§ **Excerto fornecido**
Durante alguns anos a partir de meados dos 90, naquela que foi a época dourada da geração que chegou aos anos 80 no pico do cavaquismo — enquanto noutros países lá chegaram aos anos 80 como consta no calendário — a malta manteve uma presença na internet através de escritos em blogues. Na altura, a tecnologia estava a favor da proliferação de opiniões, com todo o tipo de pessoas a publicarem registos das suas deambulações, pensamentos, receitas culinárias e fotos gamadas a outros que expressavam o tão habitual “hoje sinto-me assim”.

Depois vieram as redes sociais. Alguns migraram em exclusividade para estas, outros mantiveram uma presença dual, outros ainda ficaram pelo espaço não-imediato e contemplativo de textos ponderados, publicados em plataformas pouco dadas a vícios de dopamina com os seus thumbs up, ha-has ou sad faces. A cacofonia da igualdade, o pensamento comum, a troca do “ser interessante” pelo “ser popular”. Dão jeito: fazem com que sintamos pertencer a uma comunidade de outras pessoas que julgam pertencer a uma comunidade. Não satisfaz, mas mata a fome.

Escrevo isto enquanto descubro a faixa “The Loneliness” do álbum HitchHiker de Crystal Bowersox, e enquanto ela canta “I’m tired”, lembro-me de ter vaticinado há muito tempo que os jornais e partidos (passe a redundância) iriam destruir os blogues, colocando-nos a partilhar ligeiros comentários às suas notícias, passando os articulistas a meros DJ das más canções dos outros. No fundo, se nada temos a dizer — e creio que bem no fundo até não temos —, só poderíamos encontrar refúgio na política.

§ **Descrição do exercício**
Escreve o que vem a seguir no excerto sobre os blogues, continuando a partir da sua última frase. As linhas abaixo são material à parte, sem ligação ao excerto sobre os blogues.

§ **Informação apresentada**
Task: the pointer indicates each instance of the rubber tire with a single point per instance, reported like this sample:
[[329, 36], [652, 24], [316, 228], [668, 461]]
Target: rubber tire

§ **Resposta ao exercício**
Alguns subsistem, a falar para os outros que subsistem, mas não vamos daí concluir que a coisa está viva. Não está: está morta, enterrada e em decomposição avançada. As colunas de opinião, salvo raríssimas excepções, estão no mesmo ponto de decomposição, só parecem um bocado mais conservadas à conta de um passado em que o que se escrevia era interpretado — frequentemente mal — pelos outros, os anónimos. A “sociedade civil” não existe, sendo esta apenas uma designação para os que ainda não estão “na política”, ou, em concreto, nos partidos. E como há poucos partidos (há muitos, mas a maioria é pastiche ou farsa dos outros), tudo fede, tudo apodrece devagarinho. Nunca fomos tão iguais.

Cá há o PS, o maior partido nacional, e há o PCP, um partido a sério. Para além destes, há uma miríade de pantomineiros (sem ofensa) à procura de um lugar ao sol. Ainda há o PSD, porque se há um PS tem que haver um PSD, mas é o lado B do mesmo disco, a versão instrumental de uma canção que nem por desprovida do mau poema passa a prestar. Mesmo assim, perde-se tempo a determinar quem arrasa quem, invariavelmente numa visão do mundo que o equipara ao vão de escada das bisbilhoteiras. É entediante: não é uma saída, é uma prisão.

Também não há artistas, nem há poetas, nem há pintores. Se há, são do PS, ou do seu clube infantil — o Bloco — ou jazem bêbados na berma da estrada. Há gente muito boa, muito capaz, muito interessante, mas ou tentam passar pelos pingos da chuva de um país capturado por pertença clubística ao partido, ou permanecem perfeitamente enclausurados no mundo que criaram para eles próprios, longe disto tudo, talvez a plantarem cenouras enquanto a TV fala de penas perpétuas, certificados de participação em experiências eugénicas e da pestilência da Europa, dos Macron, dos Boris, da massa de queques filhos de outros queques e cuja noção de classe é de que eles a têm e os outros não.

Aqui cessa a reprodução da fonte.